## What this task involves
Look through the data below for the line with "x=378, y=297", and transcribe it exactly together with each line after it up to and including the line with "x=290, y=13". Give nothing else.
------ Input ------
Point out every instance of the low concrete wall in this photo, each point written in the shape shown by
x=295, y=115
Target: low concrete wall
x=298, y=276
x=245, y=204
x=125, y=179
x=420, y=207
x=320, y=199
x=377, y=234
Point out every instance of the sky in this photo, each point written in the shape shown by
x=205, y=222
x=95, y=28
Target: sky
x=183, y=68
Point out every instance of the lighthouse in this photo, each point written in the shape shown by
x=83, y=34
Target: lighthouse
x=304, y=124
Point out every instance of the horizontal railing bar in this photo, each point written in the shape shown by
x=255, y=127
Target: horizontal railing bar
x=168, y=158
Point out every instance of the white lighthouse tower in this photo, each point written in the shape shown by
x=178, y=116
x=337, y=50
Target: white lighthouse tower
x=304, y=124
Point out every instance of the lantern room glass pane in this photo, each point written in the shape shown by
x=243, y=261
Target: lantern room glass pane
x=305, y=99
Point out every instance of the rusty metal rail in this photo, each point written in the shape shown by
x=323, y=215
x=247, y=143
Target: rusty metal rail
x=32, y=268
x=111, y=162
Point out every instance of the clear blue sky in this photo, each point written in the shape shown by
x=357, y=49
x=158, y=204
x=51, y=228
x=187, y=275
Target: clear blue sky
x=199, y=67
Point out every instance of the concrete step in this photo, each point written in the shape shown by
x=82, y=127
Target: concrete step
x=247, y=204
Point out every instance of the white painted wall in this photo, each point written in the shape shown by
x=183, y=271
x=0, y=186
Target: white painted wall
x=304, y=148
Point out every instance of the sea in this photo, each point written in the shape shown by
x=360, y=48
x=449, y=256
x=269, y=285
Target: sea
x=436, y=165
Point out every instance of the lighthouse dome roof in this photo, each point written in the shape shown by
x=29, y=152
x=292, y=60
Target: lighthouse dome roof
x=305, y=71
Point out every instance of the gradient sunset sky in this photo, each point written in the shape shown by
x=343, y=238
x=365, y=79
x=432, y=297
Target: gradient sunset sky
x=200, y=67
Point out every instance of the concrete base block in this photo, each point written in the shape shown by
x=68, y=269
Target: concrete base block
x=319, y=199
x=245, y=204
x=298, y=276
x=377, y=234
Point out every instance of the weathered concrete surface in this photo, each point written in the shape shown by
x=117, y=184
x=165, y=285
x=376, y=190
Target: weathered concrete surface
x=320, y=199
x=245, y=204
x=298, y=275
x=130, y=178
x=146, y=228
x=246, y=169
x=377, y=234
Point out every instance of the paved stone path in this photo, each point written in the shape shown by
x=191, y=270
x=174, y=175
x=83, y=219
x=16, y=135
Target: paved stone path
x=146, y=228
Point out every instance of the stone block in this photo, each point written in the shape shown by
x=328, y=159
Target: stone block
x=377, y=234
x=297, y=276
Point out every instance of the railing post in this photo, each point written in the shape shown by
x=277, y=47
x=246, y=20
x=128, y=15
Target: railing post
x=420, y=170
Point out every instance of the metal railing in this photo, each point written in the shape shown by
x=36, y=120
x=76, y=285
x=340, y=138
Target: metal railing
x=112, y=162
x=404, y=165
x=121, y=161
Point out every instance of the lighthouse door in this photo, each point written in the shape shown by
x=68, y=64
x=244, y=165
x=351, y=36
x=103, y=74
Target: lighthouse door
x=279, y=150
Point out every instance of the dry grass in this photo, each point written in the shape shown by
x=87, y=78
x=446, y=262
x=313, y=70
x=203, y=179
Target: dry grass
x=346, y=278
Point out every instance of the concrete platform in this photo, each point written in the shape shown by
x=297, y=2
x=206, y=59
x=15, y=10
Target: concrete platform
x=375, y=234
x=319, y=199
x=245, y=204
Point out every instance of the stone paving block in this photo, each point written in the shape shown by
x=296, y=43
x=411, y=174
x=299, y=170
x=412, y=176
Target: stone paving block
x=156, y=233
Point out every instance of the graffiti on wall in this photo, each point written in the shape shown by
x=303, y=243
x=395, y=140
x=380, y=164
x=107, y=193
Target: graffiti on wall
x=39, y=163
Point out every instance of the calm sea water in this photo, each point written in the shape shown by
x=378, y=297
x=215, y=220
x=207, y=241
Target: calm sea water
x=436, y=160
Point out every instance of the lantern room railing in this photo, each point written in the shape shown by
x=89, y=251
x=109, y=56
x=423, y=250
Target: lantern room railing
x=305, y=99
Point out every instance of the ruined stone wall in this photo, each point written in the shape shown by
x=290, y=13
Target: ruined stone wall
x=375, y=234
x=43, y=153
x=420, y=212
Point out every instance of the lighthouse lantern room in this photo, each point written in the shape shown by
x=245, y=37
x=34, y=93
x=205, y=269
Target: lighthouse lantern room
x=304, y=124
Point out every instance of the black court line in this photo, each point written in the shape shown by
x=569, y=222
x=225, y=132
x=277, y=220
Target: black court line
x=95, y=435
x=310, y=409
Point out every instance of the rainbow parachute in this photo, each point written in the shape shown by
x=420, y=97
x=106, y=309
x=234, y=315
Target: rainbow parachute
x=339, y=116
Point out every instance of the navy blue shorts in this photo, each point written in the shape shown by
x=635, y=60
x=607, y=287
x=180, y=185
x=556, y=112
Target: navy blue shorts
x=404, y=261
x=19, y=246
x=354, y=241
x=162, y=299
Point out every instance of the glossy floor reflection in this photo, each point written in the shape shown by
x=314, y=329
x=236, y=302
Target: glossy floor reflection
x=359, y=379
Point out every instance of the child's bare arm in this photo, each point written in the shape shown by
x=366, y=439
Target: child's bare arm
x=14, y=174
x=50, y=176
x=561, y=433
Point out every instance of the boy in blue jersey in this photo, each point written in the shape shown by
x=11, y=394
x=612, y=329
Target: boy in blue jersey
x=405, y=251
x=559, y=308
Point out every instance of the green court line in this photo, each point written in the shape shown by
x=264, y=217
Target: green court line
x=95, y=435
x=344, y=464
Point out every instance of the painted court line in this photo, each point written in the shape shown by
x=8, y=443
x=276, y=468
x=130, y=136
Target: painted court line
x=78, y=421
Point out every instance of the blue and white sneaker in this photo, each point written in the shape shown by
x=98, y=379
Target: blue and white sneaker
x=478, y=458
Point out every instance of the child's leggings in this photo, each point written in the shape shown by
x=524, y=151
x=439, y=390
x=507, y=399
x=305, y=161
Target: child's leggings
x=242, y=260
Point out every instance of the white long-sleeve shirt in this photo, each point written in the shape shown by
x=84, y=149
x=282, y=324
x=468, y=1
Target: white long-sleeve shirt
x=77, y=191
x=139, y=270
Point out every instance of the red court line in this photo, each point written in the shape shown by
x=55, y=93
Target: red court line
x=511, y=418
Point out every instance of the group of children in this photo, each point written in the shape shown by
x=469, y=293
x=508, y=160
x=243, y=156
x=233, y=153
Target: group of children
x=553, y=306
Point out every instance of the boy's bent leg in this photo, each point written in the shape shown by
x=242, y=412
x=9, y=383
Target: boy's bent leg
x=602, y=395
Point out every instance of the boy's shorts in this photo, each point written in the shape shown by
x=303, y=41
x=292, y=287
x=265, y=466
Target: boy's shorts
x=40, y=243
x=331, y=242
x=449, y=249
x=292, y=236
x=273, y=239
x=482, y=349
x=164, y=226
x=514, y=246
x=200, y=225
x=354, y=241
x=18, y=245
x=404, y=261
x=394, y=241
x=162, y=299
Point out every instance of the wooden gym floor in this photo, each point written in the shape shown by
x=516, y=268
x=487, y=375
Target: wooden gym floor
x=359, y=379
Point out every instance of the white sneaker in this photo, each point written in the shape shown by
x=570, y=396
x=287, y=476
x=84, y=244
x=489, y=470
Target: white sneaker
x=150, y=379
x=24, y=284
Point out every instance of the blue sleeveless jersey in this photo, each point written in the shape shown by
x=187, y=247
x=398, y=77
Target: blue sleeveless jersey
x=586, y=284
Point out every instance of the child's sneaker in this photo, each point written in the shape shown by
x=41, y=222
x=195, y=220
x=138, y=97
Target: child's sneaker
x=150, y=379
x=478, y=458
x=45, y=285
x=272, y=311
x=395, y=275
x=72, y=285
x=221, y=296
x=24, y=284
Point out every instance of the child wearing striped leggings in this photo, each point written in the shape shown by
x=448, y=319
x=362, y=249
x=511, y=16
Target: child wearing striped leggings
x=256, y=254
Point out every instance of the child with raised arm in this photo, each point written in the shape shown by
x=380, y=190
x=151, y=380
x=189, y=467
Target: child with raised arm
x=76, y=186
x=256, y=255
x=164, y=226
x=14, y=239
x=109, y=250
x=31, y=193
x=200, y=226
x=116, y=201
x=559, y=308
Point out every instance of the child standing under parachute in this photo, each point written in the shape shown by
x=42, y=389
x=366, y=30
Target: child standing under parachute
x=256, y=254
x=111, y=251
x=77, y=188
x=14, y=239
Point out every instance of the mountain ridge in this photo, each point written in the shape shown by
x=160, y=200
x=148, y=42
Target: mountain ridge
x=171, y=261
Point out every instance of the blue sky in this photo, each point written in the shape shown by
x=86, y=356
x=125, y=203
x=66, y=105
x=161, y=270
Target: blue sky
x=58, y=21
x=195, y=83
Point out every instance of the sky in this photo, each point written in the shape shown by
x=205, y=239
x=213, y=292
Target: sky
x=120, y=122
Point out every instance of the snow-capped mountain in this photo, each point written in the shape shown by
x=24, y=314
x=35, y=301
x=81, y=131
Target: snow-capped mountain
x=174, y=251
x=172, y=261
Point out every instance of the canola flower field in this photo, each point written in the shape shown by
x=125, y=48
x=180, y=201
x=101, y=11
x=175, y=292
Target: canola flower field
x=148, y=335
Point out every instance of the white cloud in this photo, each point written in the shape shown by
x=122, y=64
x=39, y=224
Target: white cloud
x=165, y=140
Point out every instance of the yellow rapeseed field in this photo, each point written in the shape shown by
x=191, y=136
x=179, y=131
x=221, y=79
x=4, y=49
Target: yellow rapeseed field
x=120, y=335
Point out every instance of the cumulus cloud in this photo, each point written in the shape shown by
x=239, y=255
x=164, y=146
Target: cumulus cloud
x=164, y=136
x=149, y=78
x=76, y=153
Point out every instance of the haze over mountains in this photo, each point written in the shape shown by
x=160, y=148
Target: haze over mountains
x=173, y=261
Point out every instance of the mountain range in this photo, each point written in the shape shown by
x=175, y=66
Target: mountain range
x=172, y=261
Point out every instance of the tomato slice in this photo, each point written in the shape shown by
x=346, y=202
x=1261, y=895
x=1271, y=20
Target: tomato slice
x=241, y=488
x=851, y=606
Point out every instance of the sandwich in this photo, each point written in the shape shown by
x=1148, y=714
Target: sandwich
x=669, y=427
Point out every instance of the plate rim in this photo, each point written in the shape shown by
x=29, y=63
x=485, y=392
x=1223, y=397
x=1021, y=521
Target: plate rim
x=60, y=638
------
## Solution for this task
x=378, y=297
x=215, y=220
x=207, y=241
Target: calm sea water
x=436, y=160
Point out every instance of the lantern room railing in this photo, each point written in the shape shown by
x=89, y=251
x=109, y=56
x=423, y=250
Target: lantern room railing
x=305, y=99
Point out every instance of the ruined stone wall in this photo, each point written in the shape shown by
x=290, y=13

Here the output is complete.